===== SELECTION =====

Aggregator, Restricting count for individual group

Post questions here relative to DataStage Enterprise/PX Edition for such areas as Parallel job design, Parallel datasets, BuildOps, Wrappers, etc.

Moderators: chulett, rschirm, roy

Munish
Participant
Posts: 89
Joined: Sun Nov 19, 2006 10:34 pm

Aggregator, Restricting count for individual group

Post by Munish »

Hi There,
I am using aggregator to do the sum of values.
The data set looks like
Account_Key, Service_Key, Period_Key, Called_Num,Charge_Amt

I am aggregating by Charge_Amt

For Account_Key, Service_Key, Period_Key group there are more than 10000 Called_Num.
and there are several Service_Key for Account_Key and Period_Key combination.

I want to restrict to top 100 for Account_Key, Service_Key, Period_Key group.

What might be the best solution.

Thanks and regards,
Munish
MK
us1aslam1us
Charter Member
Charter Member
Posts: 822
Joined: Sat Sep 17, 2005 5:25 pm
Location: USA

Post by us1aslam1us »

Your statements are not clear but to my understanding you can sort in the ascending order on those keys and restrict them to 100 by giving a constraint in the transformer. But if you can pass some more information about what you are trying to achieve someone can help it.
I haven't failed, I've found 10,000 ways that don't work.
Thomas Alva Edison(1847-1931)
Munish
Participant
Posts: 89
Joined: Sun Nov 19, 2006 10:34 pm

Post by Munish »

Data before passing to AGGREGATOR
Acc_K Serv_K Period_K Called_N Amt
1 2 3 88888 10
1 2 3 88888 12
------so on-----------------------------
1 2 3 88889 2
1 2 3 88889 3
---------so on---------------------------
more than 10000 called_num for this group (1,2,3)

1 3 3 77777 10
1 3 3 77777 12
------so on-----------------------------
1 3 3 77779 2
1 3 3 77779 3
---------so on---------------------------
more than 10000 called_num for this group (1,3,3)


After Aggregation it looks like
Acc_K Serv_K Period_K Called_N Amt
1 2 3 88888 22
1 2 3 88889 5

---------so on---------------------------
more than 10000 called_num for this group (1,2,3)

1 3 3 77777 22
1 3 3 77779 5
---------so on---------------------------
more than 10000 called_num for this group (1,3,3)

WishList:

What I want to restrict Top 100 for each combination
(1,2,3), (1,3,3)

Should you need more information, please let me know.

===== MATERIAL PROVIDED =====

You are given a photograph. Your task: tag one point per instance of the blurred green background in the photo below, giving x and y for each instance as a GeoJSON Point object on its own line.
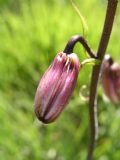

=====

## SET TASKS
a - According to the DataStage aggregator thread, how many entries does Munish want to keep for each Account_Key, Service_Key, Period_Key combination?
b - Resume the DataStage aggregator thread from its last line.

## TASK-BY-TASK RESULTS
a - The top 100.

b -
Thanks,
Munish
MK
us1aslam1us
Charter Member
Charter Member
Posts: 822
Joined: Sat Sep 17, 2005 5:25 pm
Location: USA

Post by us1aslam1us »

You can approach in this way

1.Sort the data on Acc_K,Serv_K,Period_K and Amt field in the Ascending order.
2. In Transformer stage, group the data based on (Acc_K Serv_K Period_K Called_N) and select the first 100 rows for each set.
I haven't failed, I've found 10,000 ways that don't work.
Thomas Alva Edison(1847-1931)
Munish
Participant
Posts: 89
Joined: Sun Nov 19, 2006 10:34 pm

Post by Munish »

Good Thought.

Is there any property in Aggregator to take care of this.

Thanks
Munish
MK
ray.wurlod
Participant
Posts: 54607
Joined: Wed Oct 23, 2002 10:52 pm
Location: Sydney, Australia
Contact:

Post by ray.wurlod »

No.

Whatever you do, you are going to require two passes through the data to do anything with ranks.
IBM Software Services Group
Any contribution to this forum is my own opinion and does not necessarily reflect any position that IBM may hold.
Munish
Participant
Posts: 89
Joined: Sun Nov 19, 2006 10:34 pm

Post by Munish »

Hi,
Could you please elabortate a bit further
1.Sort the data on Acc_K,Serv_K,Period_K and Amt field in the Ascending order.
2. In Transformer stage, group the data based on (Acc_K Serv_K Period_K Called_N) and select the first 100 rows for each set.
How do you do this in transformer.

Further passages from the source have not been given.